**Aim of the task:** Write every line below out again, exactly as given, but leave out the pictures.

**Data to examine:**
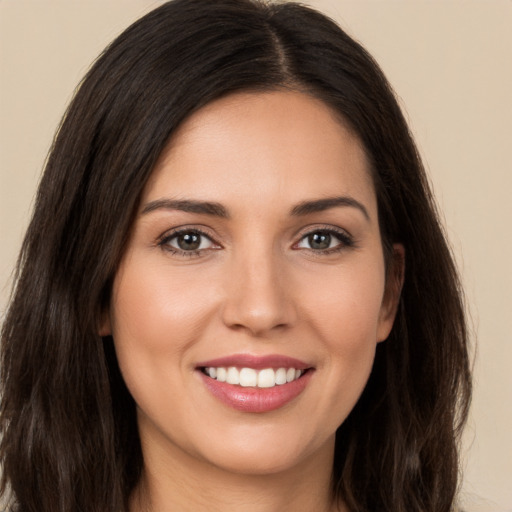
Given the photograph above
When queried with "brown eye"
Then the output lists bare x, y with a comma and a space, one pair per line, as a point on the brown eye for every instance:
320, 240
325, 240
187, 241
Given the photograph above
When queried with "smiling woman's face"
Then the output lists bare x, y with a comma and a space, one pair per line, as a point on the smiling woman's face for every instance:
255, 257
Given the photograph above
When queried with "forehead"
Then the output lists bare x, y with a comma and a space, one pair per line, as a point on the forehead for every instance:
278, 145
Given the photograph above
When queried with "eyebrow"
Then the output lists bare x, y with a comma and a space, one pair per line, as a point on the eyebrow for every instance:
320, 205
187, 205
218, 210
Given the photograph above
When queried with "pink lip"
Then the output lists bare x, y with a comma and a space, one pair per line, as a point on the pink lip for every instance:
256, 399
257, 362
253, 399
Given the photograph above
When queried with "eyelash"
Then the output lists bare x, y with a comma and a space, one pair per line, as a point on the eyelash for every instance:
346, 241
164, 242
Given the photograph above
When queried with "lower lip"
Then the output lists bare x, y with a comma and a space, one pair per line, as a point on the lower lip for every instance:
252, 399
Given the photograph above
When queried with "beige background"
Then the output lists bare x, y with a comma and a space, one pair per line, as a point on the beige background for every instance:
451, 64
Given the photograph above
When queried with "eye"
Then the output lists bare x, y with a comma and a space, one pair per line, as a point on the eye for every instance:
189, 241
325, 240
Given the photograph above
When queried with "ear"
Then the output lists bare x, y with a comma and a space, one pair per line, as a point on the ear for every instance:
105, 328
391, 299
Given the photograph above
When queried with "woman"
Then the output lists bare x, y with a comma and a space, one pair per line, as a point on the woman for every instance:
234, 291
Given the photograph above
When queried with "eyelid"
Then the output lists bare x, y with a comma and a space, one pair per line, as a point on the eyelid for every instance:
345, 238
164, 239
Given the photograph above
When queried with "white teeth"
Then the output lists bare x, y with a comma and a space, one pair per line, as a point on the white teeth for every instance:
221, 374
233, 376
267, 378
249, 377
280, 376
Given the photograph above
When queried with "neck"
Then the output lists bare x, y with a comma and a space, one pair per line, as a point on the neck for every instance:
172, 480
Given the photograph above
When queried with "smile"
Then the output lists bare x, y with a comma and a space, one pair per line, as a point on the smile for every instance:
255, 384
250, 377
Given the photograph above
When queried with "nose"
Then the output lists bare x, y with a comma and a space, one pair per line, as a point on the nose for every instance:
259, 296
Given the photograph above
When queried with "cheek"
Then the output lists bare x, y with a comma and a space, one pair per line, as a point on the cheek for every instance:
153, 310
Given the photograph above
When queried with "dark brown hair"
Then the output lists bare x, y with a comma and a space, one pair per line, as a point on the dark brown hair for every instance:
69, 438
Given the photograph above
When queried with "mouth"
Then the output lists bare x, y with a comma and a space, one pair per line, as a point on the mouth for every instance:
251, 377
255, 384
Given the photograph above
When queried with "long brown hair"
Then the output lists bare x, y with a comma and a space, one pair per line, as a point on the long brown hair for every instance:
69, 438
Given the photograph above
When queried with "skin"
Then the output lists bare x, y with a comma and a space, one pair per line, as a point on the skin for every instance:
255, 286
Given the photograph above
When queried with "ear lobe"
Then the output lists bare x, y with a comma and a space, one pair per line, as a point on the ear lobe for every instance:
392, 292
105, 328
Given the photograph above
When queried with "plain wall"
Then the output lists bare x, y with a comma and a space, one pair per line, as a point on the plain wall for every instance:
451, 65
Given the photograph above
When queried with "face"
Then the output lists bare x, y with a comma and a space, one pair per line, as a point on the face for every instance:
251, 297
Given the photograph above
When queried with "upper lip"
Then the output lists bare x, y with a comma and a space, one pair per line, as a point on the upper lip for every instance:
255, 361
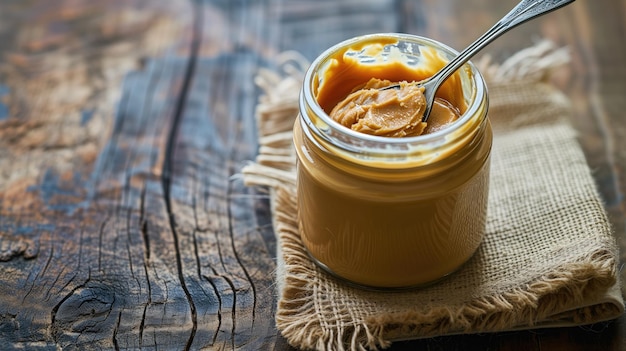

**Answer section:**
Given the photograph above
When queried with "brown eye"
Then the output lists bare x, y with a comma and a space, one pair per line, as a point on the brown eye for every instance:
320, 240
325, 240
187, 241
Given the photograph above
When queried with "smiling woman's face"
Then the output lists bare x, y with a comma and a space, one pair per line, as a point on the smiling woman's face for every instance:
255, 257
Given the photograph above
When queried with "forehead"
Then the output lists bare x, y with a comma and a space, one pair per line, as a point on the forehead for every instance:
278, 145
Given the photograph above
When queried with "eyebrow"
Then the output lists bare x, y with a comma and a space, one pair per line, as a point on the eyebrow for every instance:
320, 205
187, 205
218, 210
Given the photograph above
When queried with "pink lip"
Then the output lists bare x, y with a comma and a space, one pair per line, as a point on the pink lip for every instance:
256, 399
257, 362
253, 399
Given the photograph above
When queried with "eyelash"
Then the output lists bare x, y with a comma and a space, one pair per line, as a point on the eyelash for every instance:
346, 241
164, 242
Given the photograph above
When queried with "lower lip"
Then the output lists bare x, y with a comma and a space, one pair per line, as a point on the lower lip for every instance:
252, 399
Given the photograph above
When queried with "beige background"
Then the output lists bare x, y with a comma and a space, one pair per line, as a point on the beige background for every instance:
451, 64
Given the photograph above
When queried with "eye"
Then the output lists bare x, y with a comma and a space, one pair per line, as a point on the eye for every instance:
189, 241
325, 240
Given the photograph above
When queried with "ear"
Then the output lists bare x, y with a comma and a space, one pair per line, as a point on the ear for every instance:
105, 328
391, 299
Given the photograph above
When queried with "woman"
Then the output lists bare x, y with a comma and a space, one pair per line, as a point on the woman for every instance:
234, 291
Given the photograph above
When queried with "eyelid"
Then the output lists bare x, y with a comma and a space, one pair per line, as a point on the eyelid for every instance:
345, 238
164, 239
Given the photograph above
When queried with "white teeth"
Then the output lists bare x, y with a comma and a space, one pair per line, as a point on the white teeth for every instance:
221, 374
233, 376
267, 378
249, 377
280, 376
Given the photograph above
When queried with "neck"
Then the output lists bare x, y with a comma and a space, one pair per line, as a point on the neck for every instance:
172, 480
Given the photograph above
When queried with "smile"
Then the output lists bare x, y with a comma and a space, one pair per line, as a point on the smile for every instance:
255, 384
250, 377
Given the photograph above
When queried with "nose"
Then the output lists bare x, y with a comma and a space, one pair per line, as a point on the nose for every instance:
259, 296
Given the photograph above
When queried with "cheek"
Then the output lists bare x, y with a comma and a space, one pair per line, as a point on the cheek for every instance:
153, 310
Given the photograph above
When queried with "dark brown hair"
Then the output lists bare x, y with a comma and a space, one pair per line, as a point on the dark brown hair for every instance:
69, 438
Given the photograph above
When queried with "mouth"
Then the output lists bare x, y with a comma and a space, one pair per line, as a point on the mouth for every instance:
251, 377
255, 384
Given the photograph above
When queried with "long brown hair"
Then the output lists bare x, y with a comma and a space, one pair per line, as a point on the long brown hair for every instance:
69, 438
Given the photograph above
When queried with "skin"
Then the output lists bare x, y with a comma and a space, one pair per line, as a point on the skin for every instance:
255, 286
Given the photograph above
When queried with "ear lobe"
Then the output lists bare x, y with a comma and a space, one pair per line, as a point on the ear lobe for every instance:
392, 292
105, 328
Given the photograph above
When queried with "plain wall"
Then the output lists bare x, y with a comma and a space, one pair per line, as a point on the plain wall for every instance:
451, 65
Given the photograph above
When queried with "face"
Then the output lists bare x, y with a comma and a space, one pair per line, as a point on the face for every instance:
251, 297
Given the photograph above
When queried with "upper lip"
Then the output lists bare x, y with a comma and a space, one pair per line, as a point on the upper lip for every instance:
255, 361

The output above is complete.